The course of modern medicine took a dramatic change when Dr. Basil Isaac Hirschowitz and two colleagues created the first fully flexible fiberoptic endoscope in 1957. Dr. Hirschowitz, along with Larry Curtis and C. Wilbur Peters, developed a technique for coating and bundling hair-thin glass fibers in such a way as to allow viewing over long distances and around bends. This gave him an illuminated and unobstructed view inside hollow organs such as the esophagus, stomach and colon and the means for minimally invasive surgery. The invention, which revolutionized the practice of gastroenterology and provided the basis for optical fiber communication in multiple industries, is arguably one of the most important developments of the 20th century. The original instrument resides in the permanent collection of the Smithsonian. Dr. Hirschowitz, who died on January 19, 2013 at age 87, received recognition and awards from organizations around the world, including a Nobel Prize nomination.

Supplied data
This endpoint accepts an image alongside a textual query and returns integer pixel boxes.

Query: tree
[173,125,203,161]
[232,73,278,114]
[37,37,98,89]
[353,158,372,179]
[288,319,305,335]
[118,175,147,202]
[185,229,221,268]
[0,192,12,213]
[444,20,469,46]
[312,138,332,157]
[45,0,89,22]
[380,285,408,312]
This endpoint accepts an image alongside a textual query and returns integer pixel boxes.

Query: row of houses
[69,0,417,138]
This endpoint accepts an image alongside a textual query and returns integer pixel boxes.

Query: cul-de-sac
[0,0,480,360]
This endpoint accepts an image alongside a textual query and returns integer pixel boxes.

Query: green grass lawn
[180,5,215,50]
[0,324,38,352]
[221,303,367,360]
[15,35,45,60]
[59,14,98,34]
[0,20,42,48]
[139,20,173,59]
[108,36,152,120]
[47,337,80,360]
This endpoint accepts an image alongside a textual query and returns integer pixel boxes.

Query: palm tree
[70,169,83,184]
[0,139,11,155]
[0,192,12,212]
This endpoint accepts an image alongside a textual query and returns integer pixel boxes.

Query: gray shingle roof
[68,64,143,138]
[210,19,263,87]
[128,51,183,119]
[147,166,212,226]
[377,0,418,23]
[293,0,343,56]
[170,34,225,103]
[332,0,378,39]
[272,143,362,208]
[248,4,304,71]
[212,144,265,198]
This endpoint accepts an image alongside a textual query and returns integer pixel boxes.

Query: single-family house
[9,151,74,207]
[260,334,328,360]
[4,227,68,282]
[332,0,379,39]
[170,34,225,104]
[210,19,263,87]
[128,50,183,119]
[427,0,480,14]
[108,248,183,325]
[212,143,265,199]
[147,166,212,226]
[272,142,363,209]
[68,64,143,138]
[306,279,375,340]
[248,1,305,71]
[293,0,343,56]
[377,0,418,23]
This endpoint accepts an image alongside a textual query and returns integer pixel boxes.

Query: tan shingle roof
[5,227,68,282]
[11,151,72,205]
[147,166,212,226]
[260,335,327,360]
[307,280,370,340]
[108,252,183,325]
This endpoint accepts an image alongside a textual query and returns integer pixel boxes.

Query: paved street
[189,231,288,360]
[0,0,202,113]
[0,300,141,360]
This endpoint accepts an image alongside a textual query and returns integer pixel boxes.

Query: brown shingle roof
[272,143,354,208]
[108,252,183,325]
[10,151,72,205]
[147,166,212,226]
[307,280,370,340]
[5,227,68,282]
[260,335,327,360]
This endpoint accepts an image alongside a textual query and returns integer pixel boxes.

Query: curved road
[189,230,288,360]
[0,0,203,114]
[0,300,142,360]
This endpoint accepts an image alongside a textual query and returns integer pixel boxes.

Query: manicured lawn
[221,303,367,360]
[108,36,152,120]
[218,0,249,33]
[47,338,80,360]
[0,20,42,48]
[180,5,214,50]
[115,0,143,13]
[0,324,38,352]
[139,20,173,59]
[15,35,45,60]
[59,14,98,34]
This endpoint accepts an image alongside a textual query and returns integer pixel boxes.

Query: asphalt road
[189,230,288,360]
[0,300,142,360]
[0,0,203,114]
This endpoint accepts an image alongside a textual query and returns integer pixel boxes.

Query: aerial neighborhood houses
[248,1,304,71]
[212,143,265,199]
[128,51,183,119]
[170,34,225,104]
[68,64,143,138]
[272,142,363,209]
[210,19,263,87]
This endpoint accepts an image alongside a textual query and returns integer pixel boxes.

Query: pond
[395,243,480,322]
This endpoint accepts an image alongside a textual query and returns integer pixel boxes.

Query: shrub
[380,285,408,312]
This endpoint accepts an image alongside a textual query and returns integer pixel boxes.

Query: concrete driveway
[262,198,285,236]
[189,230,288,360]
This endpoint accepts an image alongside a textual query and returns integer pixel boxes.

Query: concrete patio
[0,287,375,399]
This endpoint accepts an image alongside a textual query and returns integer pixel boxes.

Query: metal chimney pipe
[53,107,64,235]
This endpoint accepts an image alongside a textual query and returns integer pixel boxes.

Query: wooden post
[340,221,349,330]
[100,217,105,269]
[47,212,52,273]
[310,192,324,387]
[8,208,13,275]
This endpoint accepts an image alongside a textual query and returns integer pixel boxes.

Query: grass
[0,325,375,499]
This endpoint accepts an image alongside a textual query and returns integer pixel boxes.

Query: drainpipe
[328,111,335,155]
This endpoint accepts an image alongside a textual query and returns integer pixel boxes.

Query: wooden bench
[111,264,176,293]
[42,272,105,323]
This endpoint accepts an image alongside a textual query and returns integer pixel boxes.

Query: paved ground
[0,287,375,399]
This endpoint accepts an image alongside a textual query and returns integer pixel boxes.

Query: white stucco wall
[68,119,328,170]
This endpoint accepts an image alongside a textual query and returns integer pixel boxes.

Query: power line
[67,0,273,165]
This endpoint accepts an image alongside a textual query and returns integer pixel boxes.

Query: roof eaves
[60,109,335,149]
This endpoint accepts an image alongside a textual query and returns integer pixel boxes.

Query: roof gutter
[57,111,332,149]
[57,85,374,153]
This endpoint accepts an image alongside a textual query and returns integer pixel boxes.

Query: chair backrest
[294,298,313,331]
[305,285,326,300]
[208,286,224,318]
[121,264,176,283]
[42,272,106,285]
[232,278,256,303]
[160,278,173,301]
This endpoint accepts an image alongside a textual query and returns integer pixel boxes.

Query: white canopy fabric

--

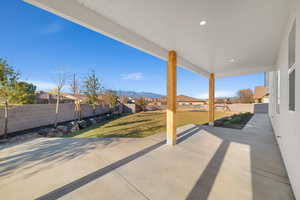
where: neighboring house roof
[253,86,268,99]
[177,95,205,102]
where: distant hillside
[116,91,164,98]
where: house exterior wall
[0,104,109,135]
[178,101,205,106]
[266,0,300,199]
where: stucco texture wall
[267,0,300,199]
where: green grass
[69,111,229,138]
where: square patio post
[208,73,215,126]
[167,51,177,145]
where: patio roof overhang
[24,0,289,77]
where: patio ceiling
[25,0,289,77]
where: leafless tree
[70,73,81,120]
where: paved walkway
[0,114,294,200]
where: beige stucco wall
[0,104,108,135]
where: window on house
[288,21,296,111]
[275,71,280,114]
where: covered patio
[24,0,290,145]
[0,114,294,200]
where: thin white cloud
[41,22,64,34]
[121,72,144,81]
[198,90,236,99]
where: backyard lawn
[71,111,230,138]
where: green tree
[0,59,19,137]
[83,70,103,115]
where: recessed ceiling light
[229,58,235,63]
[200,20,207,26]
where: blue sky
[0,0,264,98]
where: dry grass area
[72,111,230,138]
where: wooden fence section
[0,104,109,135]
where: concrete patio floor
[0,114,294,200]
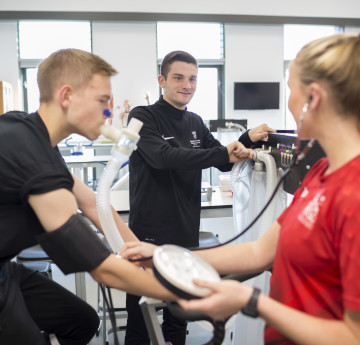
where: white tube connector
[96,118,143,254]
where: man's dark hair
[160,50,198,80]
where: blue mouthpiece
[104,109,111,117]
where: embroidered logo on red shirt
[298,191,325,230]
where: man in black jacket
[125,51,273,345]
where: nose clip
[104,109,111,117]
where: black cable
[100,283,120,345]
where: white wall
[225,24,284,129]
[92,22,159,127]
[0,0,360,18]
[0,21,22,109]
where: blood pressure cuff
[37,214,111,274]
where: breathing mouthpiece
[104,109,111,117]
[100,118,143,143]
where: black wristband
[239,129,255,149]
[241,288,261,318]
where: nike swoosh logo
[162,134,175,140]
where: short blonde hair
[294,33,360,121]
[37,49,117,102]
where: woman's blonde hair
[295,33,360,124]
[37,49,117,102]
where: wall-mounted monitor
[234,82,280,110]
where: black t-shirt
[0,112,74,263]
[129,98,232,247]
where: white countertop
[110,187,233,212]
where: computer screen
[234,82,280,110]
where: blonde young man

Assignment A
Decide whether each statement agrees with the passage on the fiberoptic endoscope: (i) Dr. Hirschowitz and two colleagues created the first fully flexible fiberoptic endoscope in 1957; (ii) the original instrument is held by the Smithsonian; (iii) Dr. Hirschowitz was awarded a Nobel Prize. For each, answer yes or no and quote the deciding words.
Assignment B
According to the passage on the fiberoptic endoscope, what did Dr. Hirschowitz, Larry Curtis and C. Wilbur Peters develop a technique for coating and bundling?

Expected answer A
(i) Yes: "Dr. Basil Isaac Hirschowitz and two colleagues created the first fully flexible fiberoptic endoscope in 1957"
(ii) Yes: "The original instrument resides in the permanent collection of the Smithsonian"
(iii) No: "including a Nobel Prize nomination"

Expected answer B
Hair-thin glass fibers.